→ What to work on:
Working from the entries that follow, transcribe exactly and only the lines from the one with "lines in the photo above." through the last, pictures excluded.
****************************************
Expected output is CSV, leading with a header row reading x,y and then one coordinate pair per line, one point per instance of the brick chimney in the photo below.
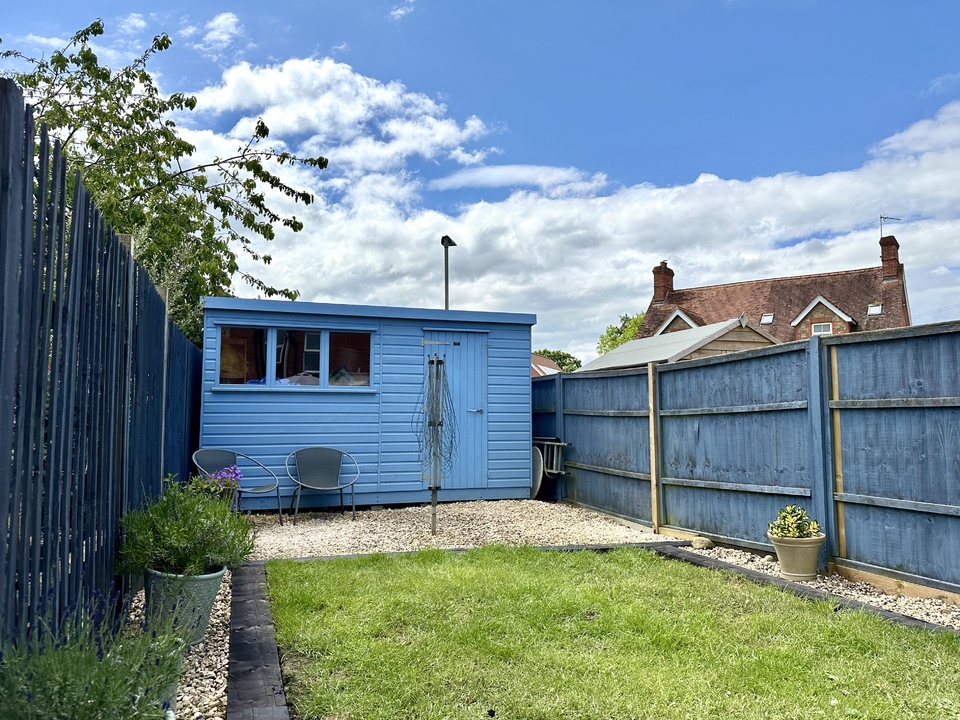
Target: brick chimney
x,y
890,257
663,282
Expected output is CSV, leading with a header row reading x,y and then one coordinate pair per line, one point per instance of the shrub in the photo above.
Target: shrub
x,y
186,531
793,521
93,666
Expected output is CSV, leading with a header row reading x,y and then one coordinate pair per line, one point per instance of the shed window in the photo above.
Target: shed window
x,y
243,355
309,357
349,359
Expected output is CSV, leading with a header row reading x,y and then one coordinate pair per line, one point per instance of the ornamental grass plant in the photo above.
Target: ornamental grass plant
x,y
186,531
522,633
95,665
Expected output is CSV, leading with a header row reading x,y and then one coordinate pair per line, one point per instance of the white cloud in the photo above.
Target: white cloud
x,y
564,244
131,24
553,181
221,32
362,125
401,11
943,84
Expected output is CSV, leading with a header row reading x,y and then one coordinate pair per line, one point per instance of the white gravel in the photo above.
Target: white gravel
x,y
462,525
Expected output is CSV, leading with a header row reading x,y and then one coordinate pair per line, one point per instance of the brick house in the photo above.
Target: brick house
x,y
789,308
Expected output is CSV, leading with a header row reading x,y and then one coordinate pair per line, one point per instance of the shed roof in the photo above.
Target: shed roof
x,y
299,307
667,347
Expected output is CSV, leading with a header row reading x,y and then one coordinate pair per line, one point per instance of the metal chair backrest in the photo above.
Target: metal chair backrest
x,y
211,460
319,467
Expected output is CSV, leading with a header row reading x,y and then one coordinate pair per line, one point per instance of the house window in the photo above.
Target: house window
x,y
307,357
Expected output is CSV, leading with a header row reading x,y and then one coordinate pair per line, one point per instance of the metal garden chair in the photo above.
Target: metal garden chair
x,y
318,468
212,460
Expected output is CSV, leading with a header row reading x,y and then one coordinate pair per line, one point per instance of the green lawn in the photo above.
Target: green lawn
x,y
526,633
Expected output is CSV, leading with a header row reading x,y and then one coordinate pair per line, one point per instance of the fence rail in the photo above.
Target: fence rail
x,y
862,429
86,392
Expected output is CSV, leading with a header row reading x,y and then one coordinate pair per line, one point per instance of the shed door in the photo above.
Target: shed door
x,y
466,370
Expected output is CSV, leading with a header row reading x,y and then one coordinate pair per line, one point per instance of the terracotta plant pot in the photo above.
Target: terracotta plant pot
x,y
798,556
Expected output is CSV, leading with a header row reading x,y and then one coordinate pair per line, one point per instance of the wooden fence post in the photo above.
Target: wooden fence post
x,y
654,427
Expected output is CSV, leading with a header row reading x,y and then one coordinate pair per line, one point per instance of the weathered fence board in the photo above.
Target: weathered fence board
x,y
74,419
863,430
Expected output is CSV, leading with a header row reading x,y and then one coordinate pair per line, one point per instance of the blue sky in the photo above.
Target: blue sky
x,y
569,147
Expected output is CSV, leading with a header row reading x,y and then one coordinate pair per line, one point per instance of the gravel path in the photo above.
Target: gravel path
x,y
462,525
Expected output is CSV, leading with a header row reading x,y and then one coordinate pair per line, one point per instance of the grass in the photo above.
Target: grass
x,y
525,633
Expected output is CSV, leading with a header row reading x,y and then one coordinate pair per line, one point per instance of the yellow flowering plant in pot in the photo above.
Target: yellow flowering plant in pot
x,y
797,538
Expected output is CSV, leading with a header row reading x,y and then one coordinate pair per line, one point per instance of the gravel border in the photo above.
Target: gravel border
x,y
464,525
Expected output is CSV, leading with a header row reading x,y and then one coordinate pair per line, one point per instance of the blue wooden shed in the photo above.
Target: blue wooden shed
x,y
280,375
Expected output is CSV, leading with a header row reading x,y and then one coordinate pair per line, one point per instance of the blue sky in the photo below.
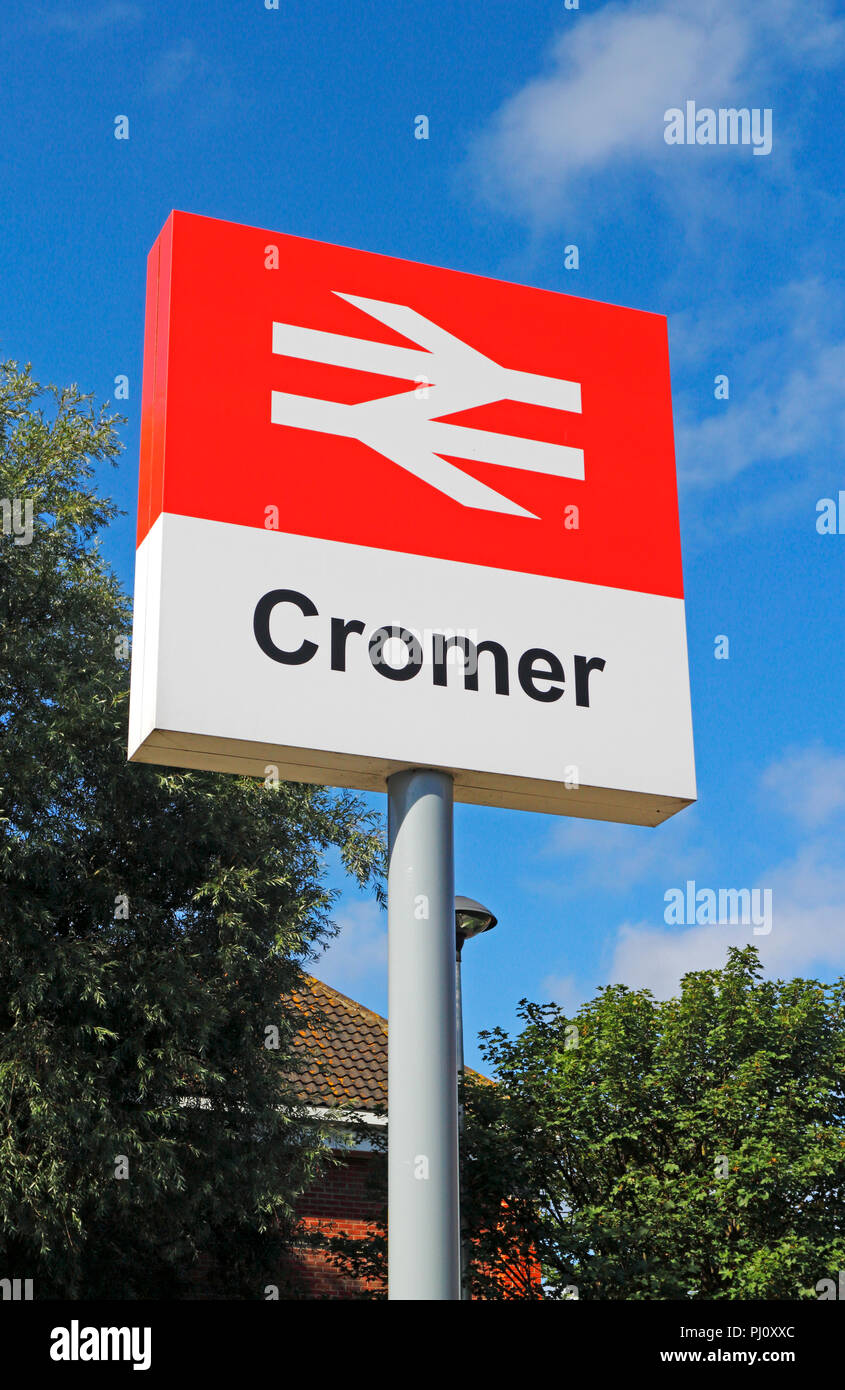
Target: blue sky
x,y
545,129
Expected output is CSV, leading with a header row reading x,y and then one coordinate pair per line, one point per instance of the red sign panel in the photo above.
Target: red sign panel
x,y
402,406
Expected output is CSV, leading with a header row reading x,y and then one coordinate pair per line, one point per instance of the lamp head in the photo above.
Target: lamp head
x,y
471,919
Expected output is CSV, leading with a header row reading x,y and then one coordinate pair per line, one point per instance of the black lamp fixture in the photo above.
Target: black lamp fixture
x,y
471,919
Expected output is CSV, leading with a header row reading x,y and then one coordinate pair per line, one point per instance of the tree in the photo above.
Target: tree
x,y
152,925
690,1148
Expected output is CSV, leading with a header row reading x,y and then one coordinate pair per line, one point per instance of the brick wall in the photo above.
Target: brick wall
x,y
339,1204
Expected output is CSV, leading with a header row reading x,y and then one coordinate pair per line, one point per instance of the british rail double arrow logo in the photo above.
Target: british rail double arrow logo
x,y
409,428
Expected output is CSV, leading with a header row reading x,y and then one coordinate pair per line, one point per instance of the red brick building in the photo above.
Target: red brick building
x,y
345,1086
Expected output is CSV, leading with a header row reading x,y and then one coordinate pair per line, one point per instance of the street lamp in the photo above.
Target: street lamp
x,y
470,920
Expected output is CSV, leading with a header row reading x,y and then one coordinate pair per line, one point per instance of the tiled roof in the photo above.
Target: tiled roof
x,y
346,1048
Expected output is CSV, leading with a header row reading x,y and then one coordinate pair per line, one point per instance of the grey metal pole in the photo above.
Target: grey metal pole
x,y
459,1009
423,1189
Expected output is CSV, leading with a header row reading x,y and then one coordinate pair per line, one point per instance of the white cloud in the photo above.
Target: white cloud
x,y
357,957
614,72
785,360
173,68
562,990
634,852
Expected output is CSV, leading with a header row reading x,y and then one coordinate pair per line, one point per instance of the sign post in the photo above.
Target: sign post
x,y
407,530
423,1161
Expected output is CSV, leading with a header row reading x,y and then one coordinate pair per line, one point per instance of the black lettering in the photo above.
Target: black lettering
x,y
583,672
471,652
377,653
530,673
261,626
341,631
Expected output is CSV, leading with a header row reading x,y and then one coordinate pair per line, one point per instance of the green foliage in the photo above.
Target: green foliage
x,y
609,1146
152,925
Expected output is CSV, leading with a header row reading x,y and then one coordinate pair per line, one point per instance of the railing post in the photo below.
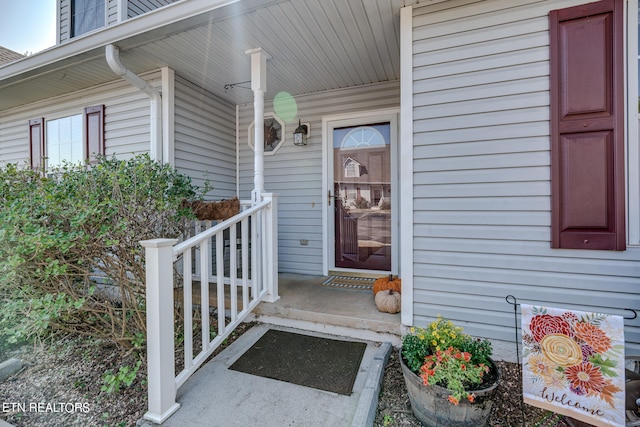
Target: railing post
x,y
270,257
160,345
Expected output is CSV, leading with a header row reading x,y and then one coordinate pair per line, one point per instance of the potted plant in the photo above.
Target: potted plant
x,y
450,375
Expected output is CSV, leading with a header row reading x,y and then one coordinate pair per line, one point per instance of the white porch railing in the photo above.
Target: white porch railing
x,y
251,238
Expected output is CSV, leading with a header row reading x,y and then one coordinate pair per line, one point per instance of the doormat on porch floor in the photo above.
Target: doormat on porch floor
x,y
321,363
349,282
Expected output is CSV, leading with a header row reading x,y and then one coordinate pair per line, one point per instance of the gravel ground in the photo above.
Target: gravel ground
x,y
67,374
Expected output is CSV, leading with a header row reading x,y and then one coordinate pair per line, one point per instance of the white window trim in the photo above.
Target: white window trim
x,y
632,135
59,116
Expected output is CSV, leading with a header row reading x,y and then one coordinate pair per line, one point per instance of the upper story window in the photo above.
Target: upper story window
x,y
86,15
75,138
64,140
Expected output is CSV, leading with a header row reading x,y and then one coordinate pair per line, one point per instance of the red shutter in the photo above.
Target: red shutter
x,y
94,131
36,143
587,128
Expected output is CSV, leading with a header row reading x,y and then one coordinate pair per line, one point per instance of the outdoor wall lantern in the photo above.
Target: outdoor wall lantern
x,y
301,134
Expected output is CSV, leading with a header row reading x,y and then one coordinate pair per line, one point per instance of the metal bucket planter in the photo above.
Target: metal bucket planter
x,y
431,406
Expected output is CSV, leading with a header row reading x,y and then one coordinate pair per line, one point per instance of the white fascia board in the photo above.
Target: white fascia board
x,y
111,34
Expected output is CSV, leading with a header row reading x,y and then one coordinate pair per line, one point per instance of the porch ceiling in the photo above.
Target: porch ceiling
x,y
314,46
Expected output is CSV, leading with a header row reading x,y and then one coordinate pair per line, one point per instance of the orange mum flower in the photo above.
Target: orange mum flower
x,y
593,336
585,376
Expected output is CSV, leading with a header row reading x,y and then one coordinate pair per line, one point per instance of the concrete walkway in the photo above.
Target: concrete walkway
x,y
217,396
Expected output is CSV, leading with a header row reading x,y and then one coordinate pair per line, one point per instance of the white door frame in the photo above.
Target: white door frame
x,y
355,119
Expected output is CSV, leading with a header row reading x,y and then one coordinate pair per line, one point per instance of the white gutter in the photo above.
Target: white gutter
x,y
112,54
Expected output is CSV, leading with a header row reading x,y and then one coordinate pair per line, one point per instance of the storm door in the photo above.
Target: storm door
x,y
361,193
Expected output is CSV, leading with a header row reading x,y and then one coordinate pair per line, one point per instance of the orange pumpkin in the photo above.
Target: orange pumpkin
x,y
387,282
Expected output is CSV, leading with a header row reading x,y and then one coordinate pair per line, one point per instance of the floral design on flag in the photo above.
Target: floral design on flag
x,y
574,361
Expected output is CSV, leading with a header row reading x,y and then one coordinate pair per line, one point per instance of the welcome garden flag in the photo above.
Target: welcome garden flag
x,y
573,364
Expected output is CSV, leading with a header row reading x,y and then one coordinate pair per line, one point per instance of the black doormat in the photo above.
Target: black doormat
x,y
325,364
348,282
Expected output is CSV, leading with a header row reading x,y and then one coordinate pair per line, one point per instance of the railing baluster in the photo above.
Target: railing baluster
x,y
187,300
245,262
204,292
220,279
255,245
233,272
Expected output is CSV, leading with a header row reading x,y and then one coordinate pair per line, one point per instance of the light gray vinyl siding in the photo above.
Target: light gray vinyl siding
x,y
112,12
482,175
205,143
65,20
295,172
126,119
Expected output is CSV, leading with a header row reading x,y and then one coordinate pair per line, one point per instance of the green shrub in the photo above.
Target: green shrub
x,y
70,257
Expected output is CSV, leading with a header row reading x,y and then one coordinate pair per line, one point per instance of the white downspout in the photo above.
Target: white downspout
x,y
259,87
112,55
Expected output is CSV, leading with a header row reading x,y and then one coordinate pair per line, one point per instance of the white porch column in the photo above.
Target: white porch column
x,y
259,87
160,345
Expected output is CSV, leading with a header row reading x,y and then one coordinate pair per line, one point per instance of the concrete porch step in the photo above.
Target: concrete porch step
x,y
306,304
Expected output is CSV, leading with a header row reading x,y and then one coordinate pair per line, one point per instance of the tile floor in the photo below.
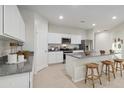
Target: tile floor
x,y
54,76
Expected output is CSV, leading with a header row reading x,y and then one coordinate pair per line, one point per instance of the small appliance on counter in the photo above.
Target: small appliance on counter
x,y
12,58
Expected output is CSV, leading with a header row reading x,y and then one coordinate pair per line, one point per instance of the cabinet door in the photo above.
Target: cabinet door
x,y
54,38
11,21
21,29
76,39
51,57
59,57
1,21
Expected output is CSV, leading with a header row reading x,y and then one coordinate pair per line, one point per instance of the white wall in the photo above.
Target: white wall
x,y
28,17
67,30
104,40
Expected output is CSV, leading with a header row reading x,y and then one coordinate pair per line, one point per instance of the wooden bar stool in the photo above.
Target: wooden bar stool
x,y
109,65
120,63
92,76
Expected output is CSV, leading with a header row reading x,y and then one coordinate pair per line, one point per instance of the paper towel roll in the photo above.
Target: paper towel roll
x,y
12,58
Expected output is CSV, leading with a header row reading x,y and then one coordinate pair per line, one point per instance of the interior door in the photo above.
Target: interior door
x,y
41,45
1,13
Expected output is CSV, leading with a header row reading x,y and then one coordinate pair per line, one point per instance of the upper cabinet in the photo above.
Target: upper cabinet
x,y
76,39
54,38
1,26
14,26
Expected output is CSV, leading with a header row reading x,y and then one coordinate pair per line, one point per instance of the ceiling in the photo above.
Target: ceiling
x,y
101,15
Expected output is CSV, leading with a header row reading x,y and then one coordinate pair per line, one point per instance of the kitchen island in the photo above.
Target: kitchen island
x,y
16,75
75,63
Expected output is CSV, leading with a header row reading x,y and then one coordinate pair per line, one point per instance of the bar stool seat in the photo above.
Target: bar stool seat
x,y
108,64
92,76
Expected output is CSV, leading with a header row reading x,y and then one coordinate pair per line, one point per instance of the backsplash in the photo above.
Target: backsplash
x,y
5,47
71,46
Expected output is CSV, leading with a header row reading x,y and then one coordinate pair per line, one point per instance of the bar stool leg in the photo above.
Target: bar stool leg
x,y
121,69
99,75
113,71
86,75
116,66
108,73
102,69
92,74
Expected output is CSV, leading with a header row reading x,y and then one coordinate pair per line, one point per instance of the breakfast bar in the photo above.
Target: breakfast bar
x,y
75,63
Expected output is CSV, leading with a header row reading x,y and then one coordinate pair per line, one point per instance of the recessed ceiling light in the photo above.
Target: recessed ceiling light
x,y
114,17
82,21
93,24
98,30
61,17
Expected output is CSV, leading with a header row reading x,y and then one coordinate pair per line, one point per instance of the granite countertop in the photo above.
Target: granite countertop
x,y
10,69
82,55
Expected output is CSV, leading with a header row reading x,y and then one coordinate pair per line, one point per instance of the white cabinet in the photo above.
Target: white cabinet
x,y
1,14
14,26
66,35
54,38
76,39
55,57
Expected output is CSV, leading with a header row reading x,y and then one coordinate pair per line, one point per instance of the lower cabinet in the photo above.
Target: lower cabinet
x,y
55,57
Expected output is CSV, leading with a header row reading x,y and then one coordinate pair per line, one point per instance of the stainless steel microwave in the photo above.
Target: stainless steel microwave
x,y
66,40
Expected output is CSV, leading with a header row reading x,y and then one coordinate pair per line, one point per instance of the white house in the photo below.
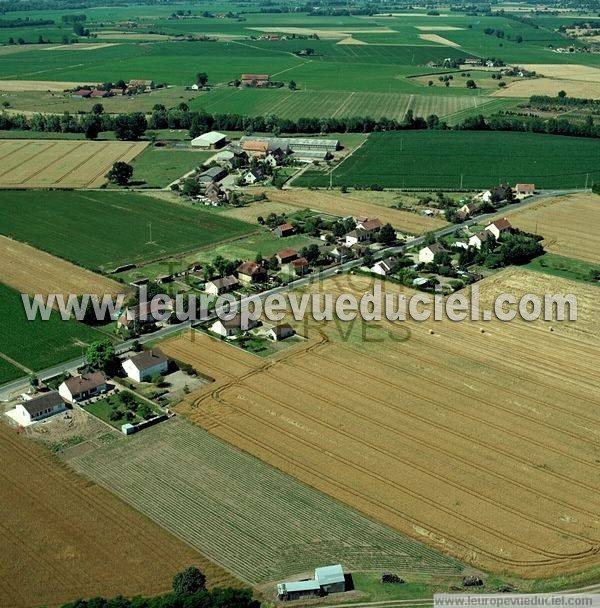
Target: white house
x,y
228,328
209,141
427,254
499,227
477,240
218,286
40,407
383,267
80,388
146,365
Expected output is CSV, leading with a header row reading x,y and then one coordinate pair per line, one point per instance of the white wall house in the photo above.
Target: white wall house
x,y
80,388
40,407
146,365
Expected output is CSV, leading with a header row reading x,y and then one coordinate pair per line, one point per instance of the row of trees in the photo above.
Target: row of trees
x,y
126,126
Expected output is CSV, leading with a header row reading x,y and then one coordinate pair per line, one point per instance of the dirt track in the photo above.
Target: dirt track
x,y
483,444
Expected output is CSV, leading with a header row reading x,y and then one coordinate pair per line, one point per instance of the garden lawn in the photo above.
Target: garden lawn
x,y
103,230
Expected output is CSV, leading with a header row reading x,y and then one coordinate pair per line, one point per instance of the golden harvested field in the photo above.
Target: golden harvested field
x,y
346,204
32,271
484,445
68,164
568,224
64,537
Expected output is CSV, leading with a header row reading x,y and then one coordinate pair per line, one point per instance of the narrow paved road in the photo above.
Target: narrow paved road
x,y
15,387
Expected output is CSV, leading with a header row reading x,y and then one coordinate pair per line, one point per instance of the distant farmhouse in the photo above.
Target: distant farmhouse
x,y
212,140
40,407
328,579
255,80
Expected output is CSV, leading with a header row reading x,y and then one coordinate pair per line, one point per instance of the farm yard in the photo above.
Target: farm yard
x,y
347,204
36,345
76,225
259,523
465,159
568,224
468,472
65,537
65,164
32,271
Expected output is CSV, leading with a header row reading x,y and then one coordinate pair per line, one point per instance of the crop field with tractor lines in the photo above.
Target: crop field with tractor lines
x,y
64,537
61,164
259,523
465,159
440,438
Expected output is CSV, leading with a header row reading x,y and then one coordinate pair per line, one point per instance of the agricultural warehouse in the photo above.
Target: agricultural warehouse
x,y
209,141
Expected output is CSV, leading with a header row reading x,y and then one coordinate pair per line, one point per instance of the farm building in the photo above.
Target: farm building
x,y
427,254
286,256
255,148
253,176
280,332
525,189
358,235
40,407
298,590
370,226
331,579
499,227
283,230
218,286
228,328
255,80
214,174
146,365
144,85
477,240
251,272
209,141
328,579
80,388
297,145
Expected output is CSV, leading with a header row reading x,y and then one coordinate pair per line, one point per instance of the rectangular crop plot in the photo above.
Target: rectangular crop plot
x,y
477,438
259,523
60,163
107,229
468,159
39,344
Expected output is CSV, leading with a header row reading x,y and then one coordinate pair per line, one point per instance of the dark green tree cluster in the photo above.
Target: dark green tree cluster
x,y
189,591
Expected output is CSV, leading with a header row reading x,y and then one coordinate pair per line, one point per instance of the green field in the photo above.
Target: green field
x,y
259,523
38,344
465,159
9,372
158,167
102,230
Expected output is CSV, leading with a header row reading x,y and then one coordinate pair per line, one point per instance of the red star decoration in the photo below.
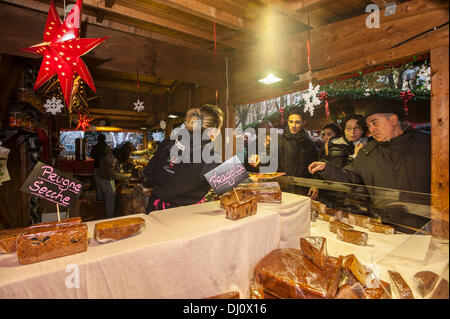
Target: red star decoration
x,y
83,122
62,49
****************************************
→ Solution to this exercise:
Expected output is CSV, leading with a header row reading x,y and then one coordinate pair per line, one point per instance of the crop field with tractor lines in the photo above.
Target: crop field with tractor lines
x,y
64,537
61,164
259,523
465,159
440,438
Expected output is CSV, leading with a header row reading x,y and then one coordinate pair per line, one point per instance of the agricultural warehouse in the photo above.
Target: agricultural warehouse
x,y
209,141
Expected output is CSV, leading with a header row reading x,y and then one coordinate pair per line, one point per instance of the farm building in the photo above.
Target: farm building
x,y
427,254
286,256
255,148
253,176
280,332
525,189
358,235
40,407
298,590
370,226
331,579
499,227
283,230
218,286
228,328
255,80
214,174
146,365
144,85
477,240
251,272
209,141
328,579
80,388
297,145
Expected output is CSV, leading with a header row reading x,y and then one coordinate pair per line, one point per instance of the rectangular crop plot in the photo above.
Target: rectangular crop plot
x,y
477,438
259,523
60,163
107,229
468,159
39,344
Expected output is CSV, leading with a header row reading x,y and then one coordinate pair per line, one point per instance of the dark green tree cluster in the photo above.
Target: dark green tree cluster
x,y
189,591
Expected output is CSV, leading with a header row reading x,y and then one coordinate pair per line, one point per instance of the green field in the photo above.
Target: green field
x,y
259,523
38,344
465,159
9,372
158,167
102,230
Expected output is CSV, leading with a header row reading x,y and then one coordinate pair per line, one point per instance of the red star decoration in the photo below.
Target: red star decoration
x,y
83,122
62,49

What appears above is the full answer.